____ ИСХОДНЫЕ СТРОКИ
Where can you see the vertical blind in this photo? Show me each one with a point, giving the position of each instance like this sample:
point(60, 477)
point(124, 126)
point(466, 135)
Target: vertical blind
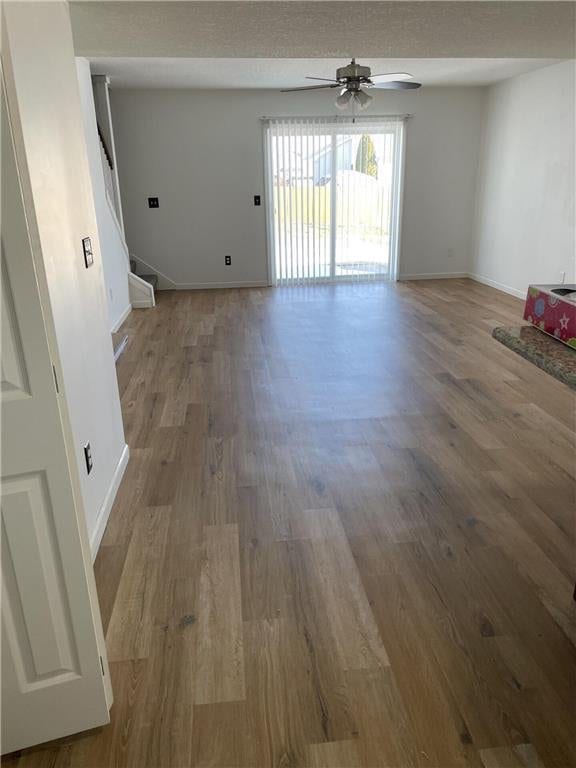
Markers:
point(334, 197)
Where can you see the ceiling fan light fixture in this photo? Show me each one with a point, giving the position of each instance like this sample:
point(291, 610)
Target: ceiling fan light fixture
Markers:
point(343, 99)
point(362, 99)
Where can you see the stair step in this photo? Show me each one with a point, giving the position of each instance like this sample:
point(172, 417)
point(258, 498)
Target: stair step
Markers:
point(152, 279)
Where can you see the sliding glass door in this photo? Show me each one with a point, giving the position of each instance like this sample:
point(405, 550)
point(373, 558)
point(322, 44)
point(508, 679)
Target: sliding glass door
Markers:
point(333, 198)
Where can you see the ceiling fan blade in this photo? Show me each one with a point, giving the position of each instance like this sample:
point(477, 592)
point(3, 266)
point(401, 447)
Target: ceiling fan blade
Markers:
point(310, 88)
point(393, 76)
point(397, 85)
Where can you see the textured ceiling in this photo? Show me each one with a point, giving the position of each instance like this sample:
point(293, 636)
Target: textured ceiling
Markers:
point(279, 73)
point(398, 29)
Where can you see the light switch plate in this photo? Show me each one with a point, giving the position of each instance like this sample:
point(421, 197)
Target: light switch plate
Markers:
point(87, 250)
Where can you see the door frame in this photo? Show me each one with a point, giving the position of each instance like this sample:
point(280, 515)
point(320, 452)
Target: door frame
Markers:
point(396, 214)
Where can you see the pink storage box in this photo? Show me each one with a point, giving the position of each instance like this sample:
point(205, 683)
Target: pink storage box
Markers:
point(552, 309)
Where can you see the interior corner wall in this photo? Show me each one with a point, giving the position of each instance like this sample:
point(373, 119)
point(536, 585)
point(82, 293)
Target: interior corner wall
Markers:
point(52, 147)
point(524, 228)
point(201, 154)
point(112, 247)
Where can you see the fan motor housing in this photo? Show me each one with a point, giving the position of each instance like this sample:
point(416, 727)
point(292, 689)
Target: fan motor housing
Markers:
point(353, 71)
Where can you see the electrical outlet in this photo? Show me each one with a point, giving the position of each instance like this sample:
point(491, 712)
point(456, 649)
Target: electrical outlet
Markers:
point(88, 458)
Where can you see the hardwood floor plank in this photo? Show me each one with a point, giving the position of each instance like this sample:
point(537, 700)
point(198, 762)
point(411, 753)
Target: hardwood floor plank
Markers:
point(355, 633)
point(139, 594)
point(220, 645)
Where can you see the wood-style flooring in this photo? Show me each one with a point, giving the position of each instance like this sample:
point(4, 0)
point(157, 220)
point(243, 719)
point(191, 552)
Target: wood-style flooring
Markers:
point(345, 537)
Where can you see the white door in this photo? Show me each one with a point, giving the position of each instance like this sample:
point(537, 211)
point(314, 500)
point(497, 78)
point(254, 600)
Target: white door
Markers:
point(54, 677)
________
____ ИСХОДНЫЕ СТРОКИ
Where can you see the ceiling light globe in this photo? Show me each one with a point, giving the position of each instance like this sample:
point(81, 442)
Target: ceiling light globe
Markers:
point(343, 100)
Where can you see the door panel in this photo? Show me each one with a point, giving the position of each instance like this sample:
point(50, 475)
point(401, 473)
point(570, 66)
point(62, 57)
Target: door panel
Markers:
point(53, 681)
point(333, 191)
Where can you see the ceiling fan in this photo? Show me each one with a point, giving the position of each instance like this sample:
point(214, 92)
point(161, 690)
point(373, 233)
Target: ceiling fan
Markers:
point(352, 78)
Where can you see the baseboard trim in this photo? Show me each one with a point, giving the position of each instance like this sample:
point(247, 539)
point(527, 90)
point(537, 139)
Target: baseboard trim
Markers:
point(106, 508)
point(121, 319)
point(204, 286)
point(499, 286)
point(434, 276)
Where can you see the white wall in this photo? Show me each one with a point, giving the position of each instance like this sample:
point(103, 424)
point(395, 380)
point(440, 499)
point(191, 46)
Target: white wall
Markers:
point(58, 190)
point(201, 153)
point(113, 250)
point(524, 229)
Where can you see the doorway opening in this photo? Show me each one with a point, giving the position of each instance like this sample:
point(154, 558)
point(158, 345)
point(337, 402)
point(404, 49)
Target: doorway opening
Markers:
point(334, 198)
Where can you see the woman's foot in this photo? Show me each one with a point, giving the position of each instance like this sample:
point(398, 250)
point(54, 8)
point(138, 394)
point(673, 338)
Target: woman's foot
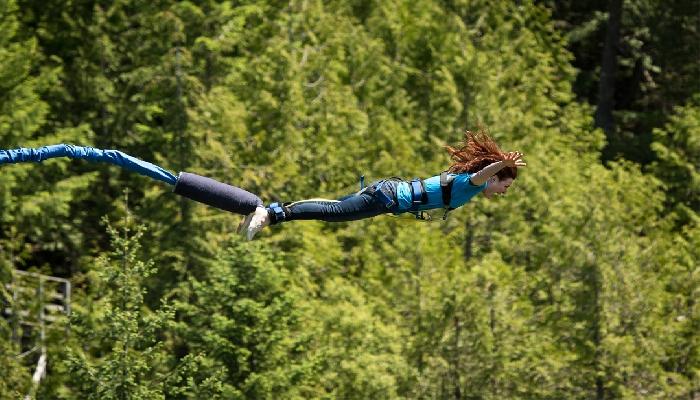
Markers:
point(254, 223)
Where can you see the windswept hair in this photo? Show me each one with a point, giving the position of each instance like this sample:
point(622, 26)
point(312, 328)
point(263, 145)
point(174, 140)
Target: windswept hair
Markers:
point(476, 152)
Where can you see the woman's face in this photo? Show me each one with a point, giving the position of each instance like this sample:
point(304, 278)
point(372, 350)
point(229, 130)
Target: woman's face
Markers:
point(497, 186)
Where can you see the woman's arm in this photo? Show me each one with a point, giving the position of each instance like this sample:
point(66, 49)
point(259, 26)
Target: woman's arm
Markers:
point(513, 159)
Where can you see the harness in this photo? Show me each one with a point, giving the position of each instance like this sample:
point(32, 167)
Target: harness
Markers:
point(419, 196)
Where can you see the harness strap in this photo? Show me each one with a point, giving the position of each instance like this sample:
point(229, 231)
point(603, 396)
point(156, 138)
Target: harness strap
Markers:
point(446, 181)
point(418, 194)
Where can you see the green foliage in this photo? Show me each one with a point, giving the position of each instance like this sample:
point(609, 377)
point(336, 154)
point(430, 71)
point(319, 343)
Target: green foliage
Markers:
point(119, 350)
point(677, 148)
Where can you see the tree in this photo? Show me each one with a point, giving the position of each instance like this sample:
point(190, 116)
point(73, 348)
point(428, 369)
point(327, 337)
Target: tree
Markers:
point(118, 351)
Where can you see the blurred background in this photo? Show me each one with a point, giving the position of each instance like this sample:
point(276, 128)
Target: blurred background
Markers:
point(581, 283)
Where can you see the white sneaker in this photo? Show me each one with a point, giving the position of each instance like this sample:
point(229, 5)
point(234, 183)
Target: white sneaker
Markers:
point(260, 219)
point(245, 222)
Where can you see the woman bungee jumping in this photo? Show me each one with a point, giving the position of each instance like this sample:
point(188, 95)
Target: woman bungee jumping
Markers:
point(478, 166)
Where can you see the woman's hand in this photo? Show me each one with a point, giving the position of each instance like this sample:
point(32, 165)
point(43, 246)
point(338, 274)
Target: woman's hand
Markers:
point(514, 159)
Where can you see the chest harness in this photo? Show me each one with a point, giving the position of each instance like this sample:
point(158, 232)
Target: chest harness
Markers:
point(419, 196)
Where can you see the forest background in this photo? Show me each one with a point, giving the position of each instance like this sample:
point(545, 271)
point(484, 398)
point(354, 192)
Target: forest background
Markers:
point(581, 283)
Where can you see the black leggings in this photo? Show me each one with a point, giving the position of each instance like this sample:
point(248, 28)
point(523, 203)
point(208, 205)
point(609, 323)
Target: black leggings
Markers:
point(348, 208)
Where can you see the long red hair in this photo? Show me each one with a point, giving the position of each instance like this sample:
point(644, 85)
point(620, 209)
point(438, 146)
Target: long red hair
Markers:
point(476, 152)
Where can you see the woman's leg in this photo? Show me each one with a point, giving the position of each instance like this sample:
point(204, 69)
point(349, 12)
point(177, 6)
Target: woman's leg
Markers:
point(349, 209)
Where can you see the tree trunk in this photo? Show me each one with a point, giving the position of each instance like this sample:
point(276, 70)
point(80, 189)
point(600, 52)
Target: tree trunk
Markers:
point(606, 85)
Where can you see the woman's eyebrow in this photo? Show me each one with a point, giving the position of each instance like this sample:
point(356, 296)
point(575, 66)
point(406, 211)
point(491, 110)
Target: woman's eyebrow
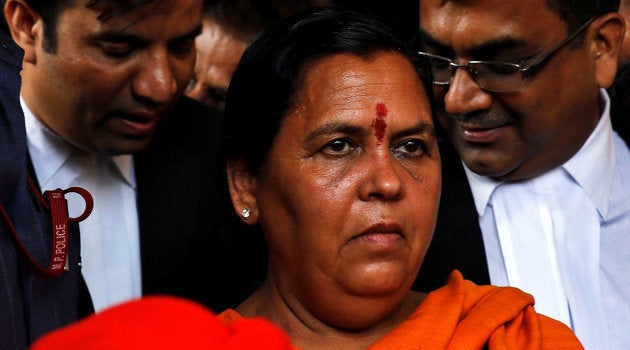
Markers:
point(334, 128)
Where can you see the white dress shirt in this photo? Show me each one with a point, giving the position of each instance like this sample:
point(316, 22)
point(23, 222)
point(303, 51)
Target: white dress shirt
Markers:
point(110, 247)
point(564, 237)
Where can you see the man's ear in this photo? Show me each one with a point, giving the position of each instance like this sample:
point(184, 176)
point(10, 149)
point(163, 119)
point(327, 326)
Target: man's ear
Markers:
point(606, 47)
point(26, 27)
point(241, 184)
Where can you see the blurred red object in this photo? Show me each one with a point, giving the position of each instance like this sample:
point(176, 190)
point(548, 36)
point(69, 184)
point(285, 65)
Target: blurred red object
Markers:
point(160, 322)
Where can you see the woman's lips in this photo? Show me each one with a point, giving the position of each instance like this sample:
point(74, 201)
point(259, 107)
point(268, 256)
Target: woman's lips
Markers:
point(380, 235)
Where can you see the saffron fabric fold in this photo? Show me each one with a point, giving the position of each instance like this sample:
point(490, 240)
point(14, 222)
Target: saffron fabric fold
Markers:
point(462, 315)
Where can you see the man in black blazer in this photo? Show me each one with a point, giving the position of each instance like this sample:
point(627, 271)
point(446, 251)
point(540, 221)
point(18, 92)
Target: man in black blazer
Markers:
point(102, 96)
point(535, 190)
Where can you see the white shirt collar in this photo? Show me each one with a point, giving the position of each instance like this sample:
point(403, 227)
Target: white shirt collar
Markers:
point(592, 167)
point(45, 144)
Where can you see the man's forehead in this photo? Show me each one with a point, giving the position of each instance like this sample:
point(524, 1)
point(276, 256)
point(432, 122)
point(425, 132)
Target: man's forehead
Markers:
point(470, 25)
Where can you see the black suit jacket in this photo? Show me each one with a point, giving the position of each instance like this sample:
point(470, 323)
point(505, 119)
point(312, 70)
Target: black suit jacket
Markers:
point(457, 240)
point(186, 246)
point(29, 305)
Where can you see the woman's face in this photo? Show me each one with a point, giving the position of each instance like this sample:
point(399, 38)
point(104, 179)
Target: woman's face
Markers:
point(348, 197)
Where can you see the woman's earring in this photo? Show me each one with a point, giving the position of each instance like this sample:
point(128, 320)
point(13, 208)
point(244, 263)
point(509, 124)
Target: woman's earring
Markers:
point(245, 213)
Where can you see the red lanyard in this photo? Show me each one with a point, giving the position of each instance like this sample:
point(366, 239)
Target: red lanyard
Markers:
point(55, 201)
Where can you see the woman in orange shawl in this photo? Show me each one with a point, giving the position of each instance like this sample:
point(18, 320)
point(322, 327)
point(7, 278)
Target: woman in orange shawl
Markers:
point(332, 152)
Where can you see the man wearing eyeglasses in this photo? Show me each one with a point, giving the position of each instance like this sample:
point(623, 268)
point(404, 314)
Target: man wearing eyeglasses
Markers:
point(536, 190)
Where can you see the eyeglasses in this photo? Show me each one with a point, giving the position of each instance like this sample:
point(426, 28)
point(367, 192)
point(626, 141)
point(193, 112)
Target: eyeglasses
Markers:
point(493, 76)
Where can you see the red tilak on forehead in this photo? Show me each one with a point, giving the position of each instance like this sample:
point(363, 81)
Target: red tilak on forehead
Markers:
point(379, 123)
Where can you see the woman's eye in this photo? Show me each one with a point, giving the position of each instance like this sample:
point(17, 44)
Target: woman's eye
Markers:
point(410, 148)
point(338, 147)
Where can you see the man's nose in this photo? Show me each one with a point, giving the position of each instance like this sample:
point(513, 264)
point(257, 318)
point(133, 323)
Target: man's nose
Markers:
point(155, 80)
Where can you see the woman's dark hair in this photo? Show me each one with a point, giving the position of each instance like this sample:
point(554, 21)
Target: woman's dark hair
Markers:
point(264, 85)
________
____ ИСХОДНЫЕ СТРОКИ
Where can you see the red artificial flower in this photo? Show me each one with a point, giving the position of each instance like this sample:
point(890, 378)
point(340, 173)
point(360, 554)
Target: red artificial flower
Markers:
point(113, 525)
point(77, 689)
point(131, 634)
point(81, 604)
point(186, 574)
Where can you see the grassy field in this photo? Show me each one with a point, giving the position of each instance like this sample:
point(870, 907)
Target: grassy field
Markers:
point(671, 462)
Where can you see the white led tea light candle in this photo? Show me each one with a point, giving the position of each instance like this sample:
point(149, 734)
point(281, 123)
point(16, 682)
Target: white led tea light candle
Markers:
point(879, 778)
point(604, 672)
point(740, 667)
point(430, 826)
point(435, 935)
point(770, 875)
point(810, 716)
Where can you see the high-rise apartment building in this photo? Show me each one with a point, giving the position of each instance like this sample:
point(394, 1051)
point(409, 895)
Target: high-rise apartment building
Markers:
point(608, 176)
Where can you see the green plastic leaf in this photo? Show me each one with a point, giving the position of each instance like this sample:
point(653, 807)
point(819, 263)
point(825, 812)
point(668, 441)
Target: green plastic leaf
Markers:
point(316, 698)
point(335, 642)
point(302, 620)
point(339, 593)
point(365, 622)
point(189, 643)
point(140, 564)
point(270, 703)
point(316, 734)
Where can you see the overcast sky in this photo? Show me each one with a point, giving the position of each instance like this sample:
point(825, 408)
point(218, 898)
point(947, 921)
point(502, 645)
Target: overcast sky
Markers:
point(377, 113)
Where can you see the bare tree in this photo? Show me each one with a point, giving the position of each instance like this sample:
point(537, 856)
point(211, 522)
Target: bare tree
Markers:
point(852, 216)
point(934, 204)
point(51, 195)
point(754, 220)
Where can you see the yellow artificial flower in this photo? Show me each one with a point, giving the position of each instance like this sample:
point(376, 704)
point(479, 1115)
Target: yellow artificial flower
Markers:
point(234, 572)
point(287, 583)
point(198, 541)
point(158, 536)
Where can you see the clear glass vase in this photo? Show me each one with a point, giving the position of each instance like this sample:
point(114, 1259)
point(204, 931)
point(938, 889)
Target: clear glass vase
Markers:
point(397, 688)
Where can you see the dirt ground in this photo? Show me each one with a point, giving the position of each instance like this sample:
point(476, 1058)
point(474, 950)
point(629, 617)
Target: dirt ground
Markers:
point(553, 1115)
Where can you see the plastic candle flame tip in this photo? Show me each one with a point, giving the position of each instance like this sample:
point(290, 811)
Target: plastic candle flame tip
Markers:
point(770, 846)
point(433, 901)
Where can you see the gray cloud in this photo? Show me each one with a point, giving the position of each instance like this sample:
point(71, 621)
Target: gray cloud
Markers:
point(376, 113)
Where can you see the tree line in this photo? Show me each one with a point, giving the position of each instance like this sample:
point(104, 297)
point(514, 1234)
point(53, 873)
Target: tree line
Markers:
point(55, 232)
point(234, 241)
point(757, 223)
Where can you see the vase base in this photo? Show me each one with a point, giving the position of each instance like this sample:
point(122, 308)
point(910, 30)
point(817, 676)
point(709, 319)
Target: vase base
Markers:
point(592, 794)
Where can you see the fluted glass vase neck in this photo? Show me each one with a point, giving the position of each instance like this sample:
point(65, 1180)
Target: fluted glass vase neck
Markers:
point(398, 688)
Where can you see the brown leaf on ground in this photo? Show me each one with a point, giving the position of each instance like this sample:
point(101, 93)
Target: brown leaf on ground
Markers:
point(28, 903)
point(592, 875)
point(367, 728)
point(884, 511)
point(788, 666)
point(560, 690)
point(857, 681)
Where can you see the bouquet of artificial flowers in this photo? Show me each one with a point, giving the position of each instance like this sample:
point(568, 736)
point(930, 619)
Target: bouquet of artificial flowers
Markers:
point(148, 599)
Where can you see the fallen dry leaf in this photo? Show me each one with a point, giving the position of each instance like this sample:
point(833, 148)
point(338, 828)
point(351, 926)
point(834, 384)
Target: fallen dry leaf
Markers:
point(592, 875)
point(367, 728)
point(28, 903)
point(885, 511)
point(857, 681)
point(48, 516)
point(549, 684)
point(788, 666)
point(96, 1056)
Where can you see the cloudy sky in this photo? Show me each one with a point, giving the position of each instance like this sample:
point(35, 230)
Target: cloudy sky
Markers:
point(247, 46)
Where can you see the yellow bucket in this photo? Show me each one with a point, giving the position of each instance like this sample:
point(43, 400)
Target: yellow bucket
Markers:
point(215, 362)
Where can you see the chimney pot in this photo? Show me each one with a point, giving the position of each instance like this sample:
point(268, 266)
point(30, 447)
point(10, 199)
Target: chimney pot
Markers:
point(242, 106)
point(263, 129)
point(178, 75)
________
_ЗАДАНИЕ_.
Назовите число строк выше, в которых встречается слово «white». В ответе укажите только это число.

_ОТВЕТ К ЗАДАНИЮ_.
12